--- SELECTED EXCERPT Enclosed Below ---

Pharmacists at Tampa's VA hospital say they're struggling with staff shortages and burnout
Pharmacists in the government employees union say the vote of no confidence is a "last resort" after previous attempts to resolve staffing issues with leadership.
Pharmacists at the James A. Haley Veterans' Hospital in Tampa have passed a vote of no confidence in leadership with the health system, citing poor working conditions and a lack of support from management.
The pharmacists are members of the American Federation of Government Employees. Union representatives say pharmacists have experienced significant changes in workload in recent years as several full-time staff members have left.
Management has refused to fill those open positions, according to Wanda Bellamy-White, president of AFGE Local 547. Remaining staff are being overworked to meet demand, she said.
“They don't get lunch breaks, they don't get 15-minute breaks,” said Bellamy-White.
Union leaders say the changes in workflow have negatively impacted 67% of pharmacists.

--- End of Enclosed SELECTED EXCERPT ---
--- EXERCISE DATA Enclosed Below ---

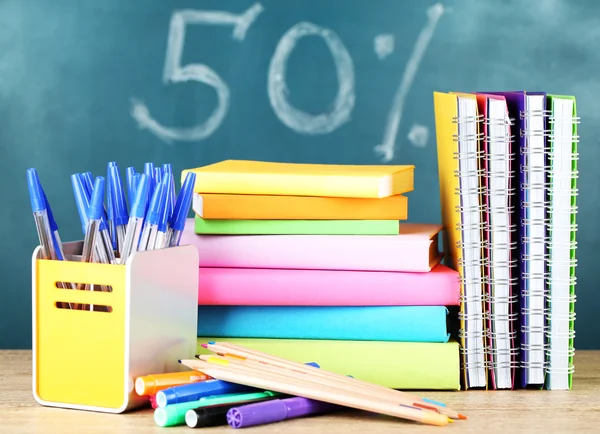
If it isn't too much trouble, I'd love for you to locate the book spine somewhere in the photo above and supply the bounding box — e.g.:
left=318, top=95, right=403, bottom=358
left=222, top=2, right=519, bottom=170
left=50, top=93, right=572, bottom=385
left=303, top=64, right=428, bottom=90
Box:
left=453, top=107, right=487, bottom=388
left=483, top=106, right=518, bottom=389
left=520, top=98, right=550, bottom=386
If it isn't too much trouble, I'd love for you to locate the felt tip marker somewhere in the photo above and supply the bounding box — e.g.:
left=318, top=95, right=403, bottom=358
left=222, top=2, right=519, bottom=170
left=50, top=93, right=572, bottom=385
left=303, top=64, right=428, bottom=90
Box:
left=154, top=391, right=281, bottom=427
left=156, top=380, right=257, bottom=407
left=121, top=173, right=148, bottom=264
left=27, top=169, right=57, bottom=259
left=138, top=178, right=165, bottom=251
left=165, top=172, right=196, bottom=247
left=227, top=397, right=343, bottom=428
left=185, top=396, right=274, bottom=428
left=107, top=165, right=129, bottom=253
left=135, top=371, right=211, bottom=396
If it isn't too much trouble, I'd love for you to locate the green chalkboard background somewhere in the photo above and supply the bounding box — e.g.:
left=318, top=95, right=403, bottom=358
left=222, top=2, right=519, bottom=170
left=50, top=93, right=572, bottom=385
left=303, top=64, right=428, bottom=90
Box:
left=0, top=0, right=600, bottom=349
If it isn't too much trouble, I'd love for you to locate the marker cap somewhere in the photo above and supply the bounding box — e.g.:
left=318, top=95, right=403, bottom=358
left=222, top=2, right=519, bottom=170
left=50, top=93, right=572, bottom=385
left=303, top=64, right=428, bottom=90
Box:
left=27, top=169, right=46, bottom=212
left=87, top=176, right=105, bottom=220
left=81, top=172, right=108, bottom=231
left=71, top=173, right=90, bottom=233
left=108, top=165, right=129, bottom=226
left=170, top=172, right=196, bottom=231
left=130, top=173, right=149, bottom=218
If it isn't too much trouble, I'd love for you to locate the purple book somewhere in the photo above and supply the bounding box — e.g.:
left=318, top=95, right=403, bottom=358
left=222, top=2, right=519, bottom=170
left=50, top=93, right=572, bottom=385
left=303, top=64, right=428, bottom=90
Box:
left=494, top=91, right=548, bottom=387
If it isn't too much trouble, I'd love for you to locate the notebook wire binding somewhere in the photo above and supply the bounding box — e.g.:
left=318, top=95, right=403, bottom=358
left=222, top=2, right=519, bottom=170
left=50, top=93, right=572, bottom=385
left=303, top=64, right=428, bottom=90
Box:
left=452, top=110, right=487, bottom=388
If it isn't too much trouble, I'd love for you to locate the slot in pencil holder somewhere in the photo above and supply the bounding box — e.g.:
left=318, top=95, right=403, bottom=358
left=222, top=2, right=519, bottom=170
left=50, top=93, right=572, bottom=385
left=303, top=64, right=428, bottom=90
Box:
left=32, top=241, right=199, bottom=413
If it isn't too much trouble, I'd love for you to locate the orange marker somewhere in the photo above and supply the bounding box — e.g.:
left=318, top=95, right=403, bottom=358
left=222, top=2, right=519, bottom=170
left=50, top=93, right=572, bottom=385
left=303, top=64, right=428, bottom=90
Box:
left=135, top=371, right=211, bottom=396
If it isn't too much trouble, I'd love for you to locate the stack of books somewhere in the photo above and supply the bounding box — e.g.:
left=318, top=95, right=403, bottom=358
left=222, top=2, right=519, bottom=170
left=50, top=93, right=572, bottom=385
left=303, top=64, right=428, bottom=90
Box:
left=181, top=160, right=460, bottom=390
left=434, top=91, right=579, bottom=389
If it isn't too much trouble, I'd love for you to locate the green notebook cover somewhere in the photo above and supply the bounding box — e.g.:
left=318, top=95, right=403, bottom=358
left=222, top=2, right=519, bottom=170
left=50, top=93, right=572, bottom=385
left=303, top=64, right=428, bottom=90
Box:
left=197, top=337, right=460, bottom=390
left=545, top=94, right=579, bottom=389
left=194, top=216, right=400, bottom=235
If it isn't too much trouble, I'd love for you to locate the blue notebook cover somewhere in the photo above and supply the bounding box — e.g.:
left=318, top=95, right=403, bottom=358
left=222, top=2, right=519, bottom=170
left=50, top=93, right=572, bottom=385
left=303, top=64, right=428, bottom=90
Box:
left=198, top=306, right=449, bottom=343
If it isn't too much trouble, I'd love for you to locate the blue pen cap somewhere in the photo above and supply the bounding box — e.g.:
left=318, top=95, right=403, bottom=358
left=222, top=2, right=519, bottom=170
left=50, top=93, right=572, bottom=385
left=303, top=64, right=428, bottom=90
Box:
left=146, top=183, right=163, bottom=225
left=87, top=176, right=106, bottom=220
left=82, top=172, right=108, bottom=231
left=27, top=169, right=46, bottom=212
left=71, top=173, right=90, bottom=234
left=125, top=167, right=135, bottom=208
left=144, top=163, right=155, bottom=207
left=169, top=172, right=196, bottom=231
left=158, top=173, right=173, bottom=232
left=109, top=165, right=129, bottom=226
left=129, top=173, right=149, bottom=218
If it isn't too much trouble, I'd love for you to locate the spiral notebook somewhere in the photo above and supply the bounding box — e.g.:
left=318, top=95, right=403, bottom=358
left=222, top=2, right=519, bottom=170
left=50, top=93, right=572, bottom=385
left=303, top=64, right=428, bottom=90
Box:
left=434, top=92, right=487, bottom=389
left=476, top=93, right=518, bottom=389
left=545, top=95, right=579, bottom=389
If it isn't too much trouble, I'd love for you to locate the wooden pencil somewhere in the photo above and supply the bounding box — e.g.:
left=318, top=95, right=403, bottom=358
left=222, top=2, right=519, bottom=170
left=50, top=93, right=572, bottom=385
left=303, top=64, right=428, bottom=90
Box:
left=180, top=360, right=451, bottom=426
left=202, top=342, right=467, bottom=419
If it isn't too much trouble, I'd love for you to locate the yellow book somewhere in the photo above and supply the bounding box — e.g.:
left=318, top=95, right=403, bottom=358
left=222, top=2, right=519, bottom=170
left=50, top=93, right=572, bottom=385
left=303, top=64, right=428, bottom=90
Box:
left=433, top=92, right=487, bottom=389
left=181, top=160, right=414, bottom=198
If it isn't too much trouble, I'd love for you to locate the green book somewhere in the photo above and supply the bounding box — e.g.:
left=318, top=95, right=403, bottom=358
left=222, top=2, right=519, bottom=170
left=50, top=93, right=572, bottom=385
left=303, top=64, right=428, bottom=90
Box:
left=194, top=216, right=400, bottom=235
left=197, top=337, right=460, bottom=390
left=545, top=94, right=579, bottom=390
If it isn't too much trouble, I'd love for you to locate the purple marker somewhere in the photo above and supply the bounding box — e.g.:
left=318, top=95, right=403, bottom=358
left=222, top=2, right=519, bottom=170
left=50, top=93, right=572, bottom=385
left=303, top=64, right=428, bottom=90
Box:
left=227, top=397, right=343, bottom=428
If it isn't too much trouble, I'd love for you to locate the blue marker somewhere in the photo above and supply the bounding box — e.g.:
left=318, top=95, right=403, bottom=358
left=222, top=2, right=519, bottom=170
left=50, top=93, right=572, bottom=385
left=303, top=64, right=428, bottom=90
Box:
left=82, top=172, right=117, bottom=264
left=163, top=163, right=175, bottom=224
left=27, top=169, right=57, bottom=259
left=166, top=172, right=196, bottom=247
left=121, top=173, right=148, bottom=264
left=156, top=380, right=255, bottom=408
left=154, top=167, right=162, bottom=186
left=138, top=178, right=166, bottom=250
left=154, top=173, right=175, bottom=249
left=106, top=161, right=119, bottom=250
left=81, top=176, right=105, bottom=262
left=144, top=163, right=155, bottom=212
left=107, top=165, right=129, bottom=252
left=125, top=167, right=135, bottom=209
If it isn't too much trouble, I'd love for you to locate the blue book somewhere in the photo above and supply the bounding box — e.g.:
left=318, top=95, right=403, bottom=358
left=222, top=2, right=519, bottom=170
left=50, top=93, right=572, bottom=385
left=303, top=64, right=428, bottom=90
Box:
left=198, top=305, right=449, bottom=343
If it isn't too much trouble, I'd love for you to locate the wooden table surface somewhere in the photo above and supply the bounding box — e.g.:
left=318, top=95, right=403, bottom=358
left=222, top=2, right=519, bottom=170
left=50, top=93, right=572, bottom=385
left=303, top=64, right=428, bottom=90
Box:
left=0, top=351, right=600, bottom=434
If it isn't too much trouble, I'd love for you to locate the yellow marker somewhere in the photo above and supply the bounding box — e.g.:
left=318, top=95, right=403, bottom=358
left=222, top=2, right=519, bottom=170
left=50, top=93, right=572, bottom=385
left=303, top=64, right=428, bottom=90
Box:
left=135, top=371, right=211, bottom=396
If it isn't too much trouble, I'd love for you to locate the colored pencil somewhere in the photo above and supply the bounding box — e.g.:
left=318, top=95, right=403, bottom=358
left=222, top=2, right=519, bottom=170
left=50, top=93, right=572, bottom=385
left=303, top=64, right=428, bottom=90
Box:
left=202, top=342, right=466, bottom=419
left=180, top=357, right=452, bottom=426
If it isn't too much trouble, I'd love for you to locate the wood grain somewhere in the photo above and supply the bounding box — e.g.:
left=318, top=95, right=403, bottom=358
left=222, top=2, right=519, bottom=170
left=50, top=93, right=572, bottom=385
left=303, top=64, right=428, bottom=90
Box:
left=0, top=351, right=600, bottom=434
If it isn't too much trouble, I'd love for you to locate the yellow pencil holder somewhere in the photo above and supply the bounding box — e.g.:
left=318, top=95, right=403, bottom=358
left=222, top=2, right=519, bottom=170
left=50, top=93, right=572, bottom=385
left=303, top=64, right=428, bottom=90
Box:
left=32, top=242, right=199, bottom=413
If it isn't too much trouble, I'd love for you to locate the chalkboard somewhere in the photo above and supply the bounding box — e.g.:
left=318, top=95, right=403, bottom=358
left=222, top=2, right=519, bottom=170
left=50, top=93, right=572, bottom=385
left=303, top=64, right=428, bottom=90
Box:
left=0, top=0, right=600, bottom=349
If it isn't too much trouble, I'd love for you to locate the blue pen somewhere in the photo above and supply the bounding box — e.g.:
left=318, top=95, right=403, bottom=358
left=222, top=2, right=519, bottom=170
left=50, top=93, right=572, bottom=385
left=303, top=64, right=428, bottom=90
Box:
left=27, top=169, right=57, bottom=259
left=106, top=161, right=119, bottom=250
left=144, top=163, right=155, bottom=212
left=125, top=167, right=135, bottom=208
left=156, top=380, right=255, bottom=408
left=81, top=172, right=117, bottom=264
left=138, top=182, right=165, bottom=251
left=81, top=176, right=105, bottom=262
left=121, top=173, right=148, bottom=264
left=154, top=167, right=162, bottom=186
left=108, top=165, right=129, bottom=253
left=154, top=173, right=175, bottom=249
left=163, top=163, right=175, bottom=224
left=165, top=172, right=196, bottom=247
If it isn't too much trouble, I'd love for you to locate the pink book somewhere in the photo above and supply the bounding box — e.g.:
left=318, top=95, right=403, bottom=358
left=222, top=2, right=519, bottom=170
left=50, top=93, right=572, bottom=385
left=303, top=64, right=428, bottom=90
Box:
left=198, top=264, right=460, bottom=306
left=180, top=219, right=442, bottom=272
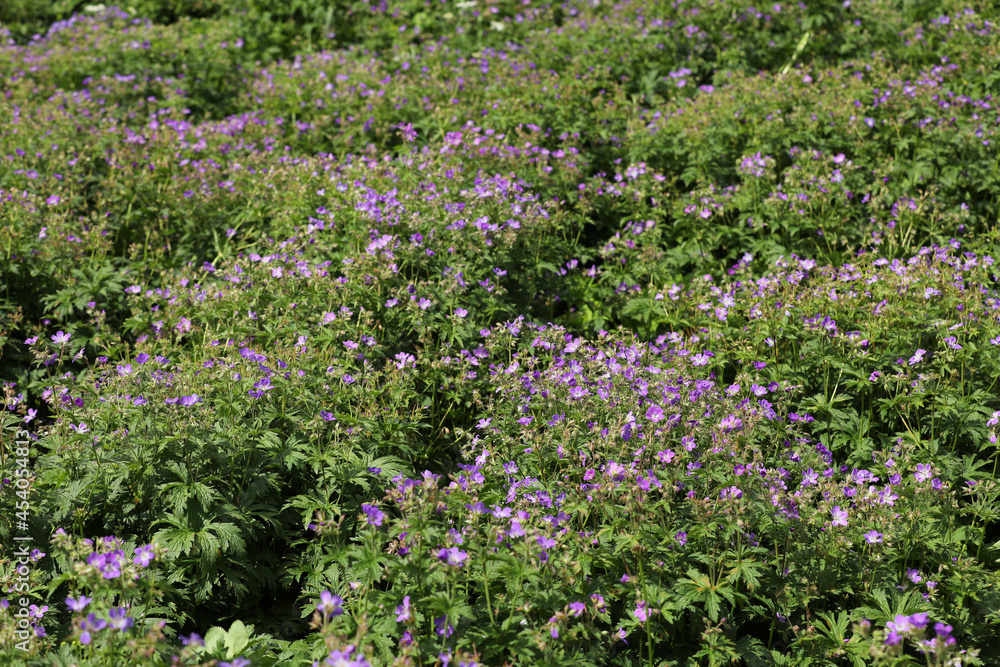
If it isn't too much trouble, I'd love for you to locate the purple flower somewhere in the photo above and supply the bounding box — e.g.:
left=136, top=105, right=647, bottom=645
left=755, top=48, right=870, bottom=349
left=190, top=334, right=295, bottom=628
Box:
left=691, top=352, right=714, bottom=366
left=361, top=504, right=385, bottom=528
left=316, top=591, right=344, bottom=616
left=132, top=544, right=155, bottom=567
left=830, top=505, right=847, bottom=526
left=438, top=547, right=469, bottom=567
left=80, top=614, right=108, bottom=645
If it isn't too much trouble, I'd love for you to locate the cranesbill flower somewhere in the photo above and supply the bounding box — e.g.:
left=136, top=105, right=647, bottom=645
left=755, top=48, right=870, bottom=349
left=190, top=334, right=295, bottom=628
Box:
left=830, top=505, right=847, bottom=526
left=132, top=544, right=155, bottom=567
left=361, top=503, right=385, bottom=528
left=719, top=486, right=743, bottom=500
left=80, top=614, right=108, bottom=645
left=913, top=463, right=934, bottom=482
left=438, top=547, right=469, bottom=567
left=108, top=607, right=135, bottom=631
left=316, top=591, right=344, bottom=616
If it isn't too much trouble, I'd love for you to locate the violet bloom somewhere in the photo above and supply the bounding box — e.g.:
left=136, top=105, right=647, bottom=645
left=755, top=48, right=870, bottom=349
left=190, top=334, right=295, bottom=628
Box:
left=830, top=505, right=847, bottom=526
left=132, top=544, right=155, bottom=567
left=913, top=463, right=934, bottom=483
left=396, top=595, right=413, bottom=623
left=719, top=486, right=743, bottom=500
left=316, top=591, right=344, bottom=616
left=438, top=547, right=469, bottom=567
left=361, top=504, right=385, bottom=528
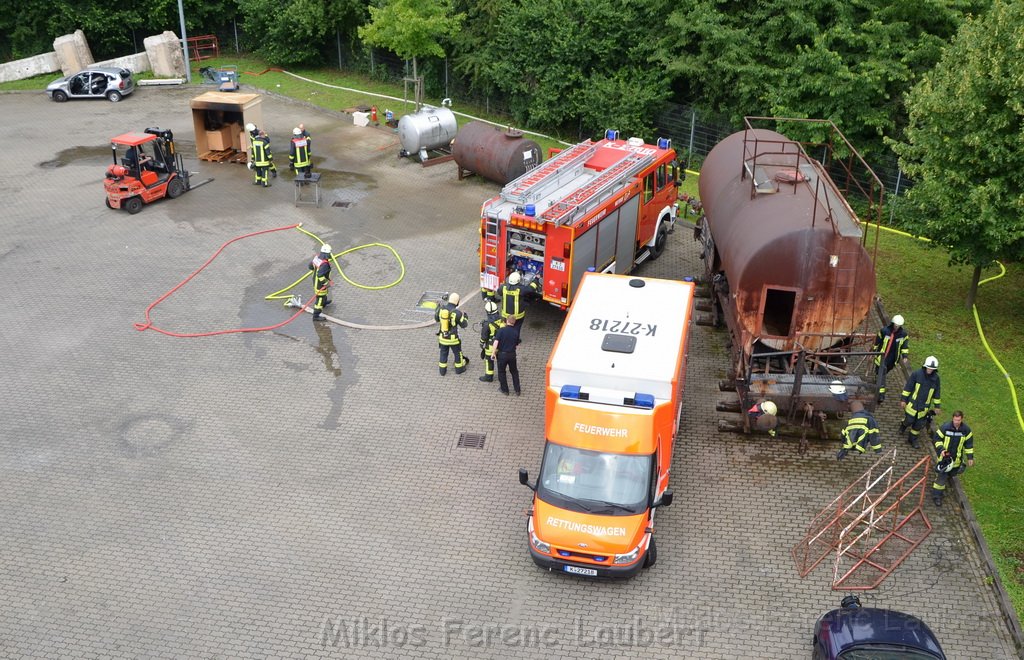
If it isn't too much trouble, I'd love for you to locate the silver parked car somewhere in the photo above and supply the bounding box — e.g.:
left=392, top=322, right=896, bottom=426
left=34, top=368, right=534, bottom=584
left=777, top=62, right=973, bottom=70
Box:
left=46, top=67, right=135, bottom=103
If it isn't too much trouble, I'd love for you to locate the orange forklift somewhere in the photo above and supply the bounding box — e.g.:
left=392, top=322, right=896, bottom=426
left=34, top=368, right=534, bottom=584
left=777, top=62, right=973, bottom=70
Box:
left=103, top=128, right=205, bottom=215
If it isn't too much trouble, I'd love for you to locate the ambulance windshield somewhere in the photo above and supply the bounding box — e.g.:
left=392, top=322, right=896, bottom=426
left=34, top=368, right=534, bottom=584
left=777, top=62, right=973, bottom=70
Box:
left=537, top=442, right=652, bottom=516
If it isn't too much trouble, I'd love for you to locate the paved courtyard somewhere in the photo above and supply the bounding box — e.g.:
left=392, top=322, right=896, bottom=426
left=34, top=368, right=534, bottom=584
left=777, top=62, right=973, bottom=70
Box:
left=0, top=88, right=1017, bottom=659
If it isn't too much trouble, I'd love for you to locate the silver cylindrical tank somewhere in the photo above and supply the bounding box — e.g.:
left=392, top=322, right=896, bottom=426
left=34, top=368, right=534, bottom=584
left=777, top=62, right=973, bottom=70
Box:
left=398, top=105, right=459, bottom=161
left=452, top=122, right=541, bottom=185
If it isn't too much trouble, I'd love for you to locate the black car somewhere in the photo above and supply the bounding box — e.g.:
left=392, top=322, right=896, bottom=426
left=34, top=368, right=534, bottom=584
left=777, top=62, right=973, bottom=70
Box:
left=46, top=67, right=135, bottom=103
left=813, top=596, right=946, bottom=660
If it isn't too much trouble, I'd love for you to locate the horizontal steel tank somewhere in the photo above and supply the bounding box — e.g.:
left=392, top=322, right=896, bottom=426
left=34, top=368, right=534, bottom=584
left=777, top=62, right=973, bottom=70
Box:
left=398, top=99, right=459, bottom=161
left=698, top=128, right=876, bottom=355
left=452, top=122, right=542, bottom=185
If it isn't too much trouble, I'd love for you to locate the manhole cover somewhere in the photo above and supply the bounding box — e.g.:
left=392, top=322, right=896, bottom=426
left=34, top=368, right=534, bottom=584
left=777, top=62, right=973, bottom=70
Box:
left=456, top=433, right=487, bottom=449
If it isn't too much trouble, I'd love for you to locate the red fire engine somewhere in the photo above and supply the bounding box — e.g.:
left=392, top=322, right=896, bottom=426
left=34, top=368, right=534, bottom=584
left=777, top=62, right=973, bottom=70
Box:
left=480, top=131, right=679, bottom=309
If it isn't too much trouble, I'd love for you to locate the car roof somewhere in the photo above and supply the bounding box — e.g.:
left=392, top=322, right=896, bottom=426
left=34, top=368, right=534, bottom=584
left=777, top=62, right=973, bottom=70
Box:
left=111, top=133, right=157, bottom=146
left=818, top=608, right=946, bottom=658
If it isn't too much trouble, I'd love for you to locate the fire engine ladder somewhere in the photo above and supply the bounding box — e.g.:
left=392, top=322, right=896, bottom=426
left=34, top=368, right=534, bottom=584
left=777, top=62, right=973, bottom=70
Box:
left=501, top=140, right=597, bottom=204
left=541, top=153, right=654, bottom=225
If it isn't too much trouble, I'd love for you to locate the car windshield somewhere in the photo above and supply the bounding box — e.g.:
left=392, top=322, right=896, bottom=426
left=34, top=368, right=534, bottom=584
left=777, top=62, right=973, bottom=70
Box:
left=537, top=442, right=652, bottom=516
left=839, top=644, right=938, bottom=660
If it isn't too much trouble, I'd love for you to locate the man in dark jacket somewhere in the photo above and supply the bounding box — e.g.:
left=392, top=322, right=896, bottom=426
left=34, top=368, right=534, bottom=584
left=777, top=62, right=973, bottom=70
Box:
left=490, top=314, right=521, bottom=396
left=932, top=410, right=974, bottom=507
left=871, top=314, right=910, bottom=403
left=899, top=355, right=942, bottom=448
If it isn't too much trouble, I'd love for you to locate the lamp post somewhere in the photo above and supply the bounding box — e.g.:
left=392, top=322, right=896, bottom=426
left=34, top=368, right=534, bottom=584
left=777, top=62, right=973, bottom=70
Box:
left=178, top=0, right=191, bottom=83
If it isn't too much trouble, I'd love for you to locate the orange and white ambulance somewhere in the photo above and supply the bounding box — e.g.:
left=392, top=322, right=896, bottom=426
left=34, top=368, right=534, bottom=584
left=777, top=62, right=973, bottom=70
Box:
left=519, top=273, right=694, bottom=577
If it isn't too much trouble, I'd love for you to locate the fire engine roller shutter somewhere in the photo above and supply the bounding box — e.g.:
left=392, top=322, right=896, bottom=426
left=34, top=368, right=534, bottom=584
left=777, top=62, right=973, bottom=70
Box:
left=615, top=194, right=640, bottom=273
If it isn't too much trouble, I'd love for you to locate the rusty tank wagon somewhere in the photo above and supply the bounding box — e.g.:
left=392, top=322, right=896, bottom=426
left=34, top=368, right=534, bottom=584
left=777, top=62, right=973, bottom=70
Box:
left=695, top=118, right=884, bottom=435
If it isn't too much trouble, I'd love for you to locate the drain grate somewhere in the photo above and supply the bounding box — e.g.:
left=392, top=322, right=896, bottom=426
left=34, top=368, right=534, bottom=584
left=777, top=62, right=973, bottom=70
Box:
left=456, top=433, right=487, bottom=449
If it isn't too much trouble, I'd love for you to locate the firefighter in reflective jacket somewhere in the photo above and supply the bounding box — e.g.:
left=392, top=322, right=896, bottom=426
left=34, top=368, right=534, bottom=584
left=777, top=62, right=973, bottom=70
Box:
left=498, top=270, right=541, bottom=329
left=836, top=401, right=882, bottom=460
left=932, top=410, right=974, bottom=507
left=746, top=401, right=778, bottom=438
left=249, top=131, right=273, bottom=188
left=480, top=300, right=505, bottom=383
left=434, top=294, right=469, bottom=376
left=288, top=127, right=312, bottom=176
left=871, top=314, right=910, bottom=403
left=899, top=355, right=942, bottom=448
left=309, top=243, right=333, bottom=321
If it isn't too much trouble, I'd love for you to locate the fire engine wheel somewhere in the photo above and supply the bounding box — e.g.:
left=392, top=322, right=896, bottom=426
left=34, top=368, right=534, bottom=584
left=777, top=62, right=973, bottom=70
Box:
left=643, top=536, right=657, bottom=568
left=121, top=197, right=142, bottom=215
left=650, top=222, right=669, bottom=260
left=167, top=177, right=185, bottom=200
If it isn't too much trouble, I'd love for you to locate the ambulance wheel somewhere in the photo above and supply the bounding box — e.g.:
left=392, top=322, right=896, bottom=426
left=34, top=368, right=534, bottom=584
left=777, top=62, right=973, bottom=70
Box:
left=121, top=197, right=142, bottom=215
left=650, top=222, right=669, bottom=260
left=643, top=536, right=657, bottom=568
left=167, top=177, right=185, bottom=200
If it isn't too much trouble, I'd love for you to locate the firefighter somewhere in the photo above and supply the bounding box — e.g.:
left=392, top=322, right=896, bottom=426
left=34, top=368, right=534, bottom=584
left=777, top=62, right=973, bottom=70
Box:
left=871, top=314, right=910, bottom=403
left=309, top=243, right=334, bottom=321
left=246, top=122, right=278, bottom=179
left=288, top=126, right=311, bottom=177
left=480, top=300, right=505, bottom=383
left=249, top=131, right=273, bottom=188
left=932, top=410, right=974, bottom=507
left=498, top=270, right=541, bottom=336
left=434, top=294, right=469, bottom=376
left=836, top=401, right=882, bottom=460
left=746, top=400, right=778, bottom=438
left=899, top=355, right=942, bottom=448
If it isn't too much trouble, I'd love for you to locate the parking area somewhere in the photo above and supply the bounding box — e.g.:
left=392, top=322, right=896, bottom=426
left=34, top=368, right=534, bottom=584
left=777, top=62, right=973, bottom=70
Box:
left=0, top=88, right=1017, bottom=659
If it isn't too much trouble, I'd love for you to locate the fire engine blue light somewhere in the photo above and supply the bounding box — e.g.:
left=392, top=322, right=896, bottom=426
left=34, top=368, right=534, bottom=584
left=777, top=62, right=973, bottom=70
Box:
left=558, top=385, right=583, bottom=399
left=633, top=392, right=654, bottom=408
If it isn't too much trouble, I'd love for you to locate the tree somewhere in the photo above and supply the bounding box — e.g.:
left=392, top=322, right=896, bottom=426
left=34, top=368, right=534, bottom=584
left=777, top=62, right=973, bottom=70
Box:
left=893, top=0, right=1024, bottom=308
left=657, top=0, right=989, bottom=157
left=456, top=0, right=672, bottom=136
left=358, top=0, right=466, bottom=107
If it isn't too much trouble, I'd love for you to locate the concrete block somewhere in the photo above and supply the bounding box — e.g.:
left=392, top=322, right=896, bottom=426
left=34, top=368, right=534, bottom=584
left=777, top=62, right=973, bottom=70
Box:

--- End of Enclosed EXERCISE DATA ---

EXERCISE DIRECTIONS
Please extend the article on pharmacists at Tampa's VA hospital, picking up after its last sentence. The data is not needed here.

ANSWER TO THIS EXERCISE
Members have raised concerns to management about staff burnout and how that can threaten the quality of patient care, but Bellamy-White said they haven’t gotten help.
“I want an outside investigation because I can’t trust Haley [hospital leadership] to police itself, because they’re aware all of this is happening and don’t care,” said Bellamy-White.
They consider the vote of no confidence in pharmacy and executive leadership at the hospital a “last resort.”
The VA Tampa Healthcare System, which consists of the main hospital in Tampa and numerous outpatient clinics around the region, serves more than 100,000 veterans living in Hillsborough, Pasco, Polk and Hernando counties.
Its more than 5,000 employees are “integral, valued members” of the organization, spokesperson Regina Zhu said in an email.
“Leadership remains committed to engaging staff to address their concerns,” she continued. “JAHVH [the hospital] has actively negotiated to meet objectives that are in the best interest of Veterans.
"JAHVH leadership is in discussions with the pharmacy staff to best align their schedules and available resources to continue to provide the best care for Veterans in the Tampa Bay area.”
Union leaders urge hospital management to talk directly with pharmacists and pharmacist techs to better understand their concerns and make changes to improve employee satisfaction.
Some staff have already left due to burnout while others who remain are looking for jobs elsewhere, according to Marcia Beasley, second vice president of AFGE Local 547.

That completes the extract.